EXTRACT PROVIDED:
○ ○ ○

Stanislaus County has seen an upsurge of valley fever this year, and the threat is worse for residents on the west side of the county, health officials said.
As of late November, almost 120 people in the county had been stricken with the fungal lung infection that may cause devastating illness, and more cases are expected before year’s end. This year’s count is more than triple the annual number three years ago before a resurgence of the disease.
Valley fever is caused by fungal spores in certain types of soil in the San Joaquin Valley. Beside the 118 cases this year, the county had 88 cases last year, up from 54 in 2015 and 35 cases in 2014.
The county Health Services Agency pointed to clear evidence the disease is more prevalent in certain areas based on the distribution of cases across the valley. People in the western portion of Stanislaus County are almost five times more likely to be diagnosed with valley fever than residents on the east side, the agency said.
No reason was given for the increased danger on the west side. People may come down with valley fever symptoms after breathing in spores in the dust stirred up by construction, tilling or the wind.
The disease, also known as “cocci”, is caused by the coccidioides fungus. Symptoms usually occur from 10 to 15 days after exposure to the fungus.
Dr. Julie Vaishampayan, county public health officer, said doctors and patients on the west side should understand the risk is higher for them, though the illness can strike anywhere in the county. Other groups that are vulnerable include seniors, pregnant women, diabetics and people with health conditions that weaken their immune system.
“If they are in a group of people at higher risk, they should consider taking precautions against inhaling a lot of dust,” Vaishampayan said.
A majority of people infected will not have symptoms. A valley fever illness similar to the flu will make people sick for two weeks or more before they recover.

○ ○ ○

MATERIAL PROVIDED:
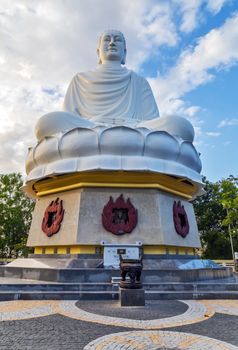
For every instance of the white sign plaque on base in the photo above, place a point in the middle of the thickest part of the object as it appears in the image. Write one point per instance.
(112, 252)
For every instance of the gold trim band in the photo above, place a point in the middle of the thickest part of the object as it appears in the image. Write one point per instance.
(118, 179)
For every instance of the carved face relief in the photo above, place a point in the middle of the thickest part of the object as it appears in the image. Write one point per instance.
(112, 47)
(180, 217)
(119, 217)
(53, 217)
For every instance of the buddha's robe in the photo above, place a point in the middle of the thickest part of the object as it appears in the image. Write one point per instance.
(111, 96)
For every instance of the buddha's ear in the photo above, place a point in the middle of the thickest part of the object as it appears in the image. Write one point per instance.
(124, 58)
(99, 59)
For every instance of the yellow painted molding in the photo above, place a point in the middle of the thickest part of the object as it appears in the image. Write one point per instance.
(117, 179)
(91, 249)
(38, 250)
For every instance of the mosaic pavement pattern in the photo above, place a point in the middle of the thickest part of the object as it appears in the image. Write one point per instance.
(144, 334)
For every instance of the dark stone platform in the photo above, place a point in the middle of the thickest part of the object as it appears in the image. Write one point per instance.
(132, 297)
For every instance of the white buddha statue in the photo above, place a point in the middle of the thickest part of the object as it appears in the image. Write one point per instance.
(110, 95)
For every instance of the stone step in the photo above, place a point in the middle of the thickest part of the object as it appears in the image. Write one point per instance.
(56, 287)
(112, 295)
(110, 287)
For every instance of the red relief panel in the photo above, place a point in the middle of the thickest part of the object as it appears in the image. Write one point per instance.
(180, 217)
(53, 217)
(119, 217)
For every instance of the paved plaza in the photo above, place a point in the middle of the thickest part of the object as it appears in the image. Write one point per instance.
(103, 325)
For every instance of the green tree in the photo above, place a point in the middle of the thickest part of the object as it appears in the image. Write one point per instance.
(229, 201)
(211, 214)
(15, 216)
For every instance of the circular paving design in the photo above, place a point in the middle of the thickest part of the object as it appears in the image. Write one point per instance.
(154, 309)
(155, 340)
(196, 312)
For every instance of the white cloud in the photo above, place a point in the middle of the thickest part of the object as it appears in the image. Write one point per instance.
(228, 122)
(190, 11)
(216, 5)
(197, 65)
(213, 133)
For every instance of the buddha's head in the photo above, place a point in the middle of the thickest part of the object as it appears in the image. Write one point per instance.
(111, 47)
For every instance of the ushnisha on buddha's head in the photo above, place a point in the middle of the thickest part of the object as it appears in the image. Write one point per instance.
(111, 47)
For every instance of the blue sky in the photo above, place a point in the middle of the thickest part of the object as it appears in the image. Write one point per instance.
(187, 49)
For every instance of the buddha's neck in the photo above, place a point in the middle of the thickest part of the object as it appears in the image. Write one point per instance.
(111, 64)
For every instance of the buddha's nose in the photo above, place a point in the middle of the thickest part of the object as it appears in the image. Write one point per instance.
(112, 41)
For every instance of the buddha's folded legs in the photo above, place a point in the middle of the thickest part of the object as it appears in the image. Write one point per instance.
(55, 122)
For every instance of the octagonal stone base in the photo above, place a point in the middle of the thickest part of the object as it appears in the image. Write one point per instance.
(82, 222)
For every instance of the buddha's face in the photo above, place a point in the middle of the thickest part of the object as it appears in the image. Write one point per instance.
(111, 47)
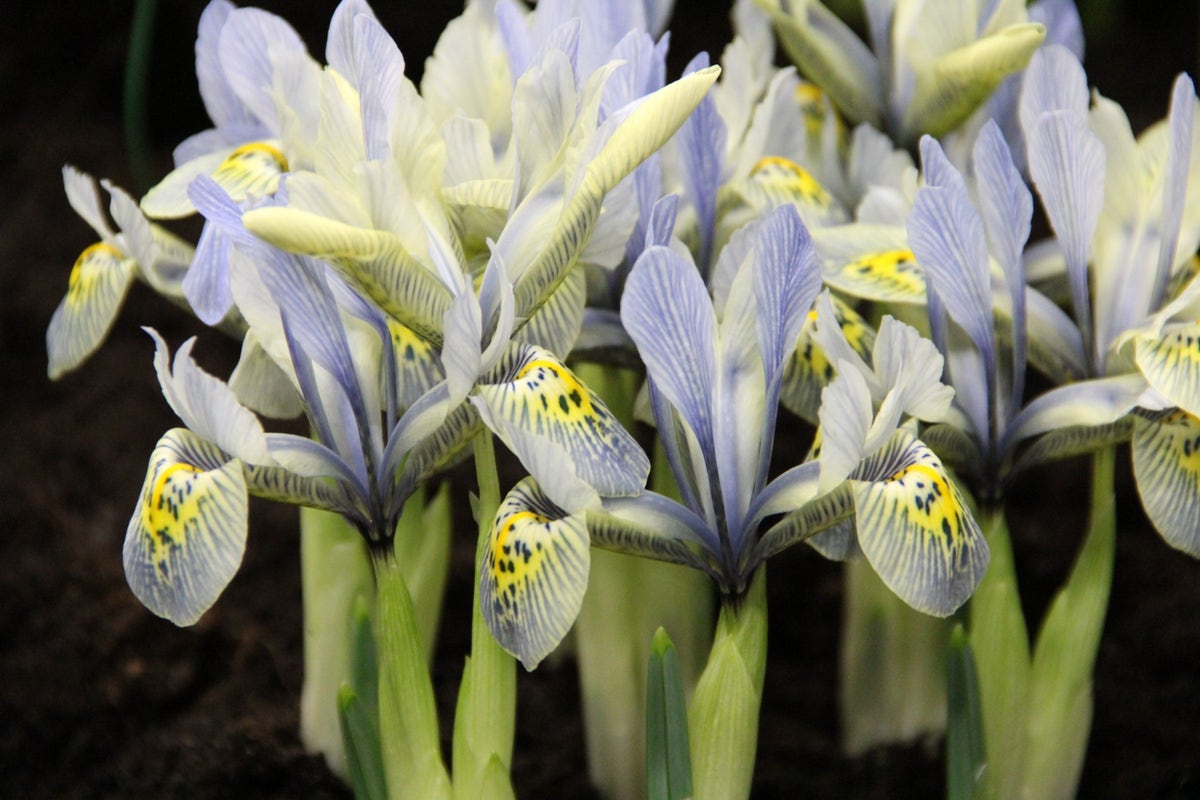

○ ○ ○

BRIEF 1: From the valley fever article, quote the passage that begins at the words "As of late November, almost" and ends after the words "the agency said.".
BRIEF 2:
Using the valley fever article, mark each statement yes or no, and support each answer with the exact words from the article that decide it.
(a) The county recorded 54 cases in 2015.
(b) The health agency explained why residents on the west side face greater danger.
(c) Symptoms usually appear within a week of exposure.
BRIEF 3:
Answer these questions from the valley fever article.
(a) Which fungus causes the disease?
(b) How much more likely are west-side residents to be diagnosed than east-side residents?
(c) What position does Dr. Julie Vaishampayan hold?

YOUR SOLUTION 1:
As of late November, almost 120 people in the county had been stricken with the fungal lung infection that may cause devastating illness, and more cases are expected before year’s end. This year’s count is more than triple the annual number three years ago before a resurgence of the disease.
Valley fever is caused by fungal spores in certain types of soil in the San Joaquin Valley. Beside the 118 cases this year, the county had 88 cases last year, up from 54 in 2015 and 35 cases in 2014.
The county Health Services Agency pointed to clear evidence the disease is more prevalent in certain areas based on the distribution of cases across the valley. People in the western portion of Stanislaus County are almost five times more likely to be diagnosed with valley fever than residents on the east side, the agency said.

YOUR SOLUTION 2:
(a) Yes: "up from 54 in 2015"
(b) No: "No reason was given for the increased danger on the west side."
(c) No: "Symptoms usually occur from 10 to 15 days after exposure to the fungus."

YOUR SOLUTION 3:
(a) The coccidioides fungus
(b) Almost five times more likely
(c) County public health officer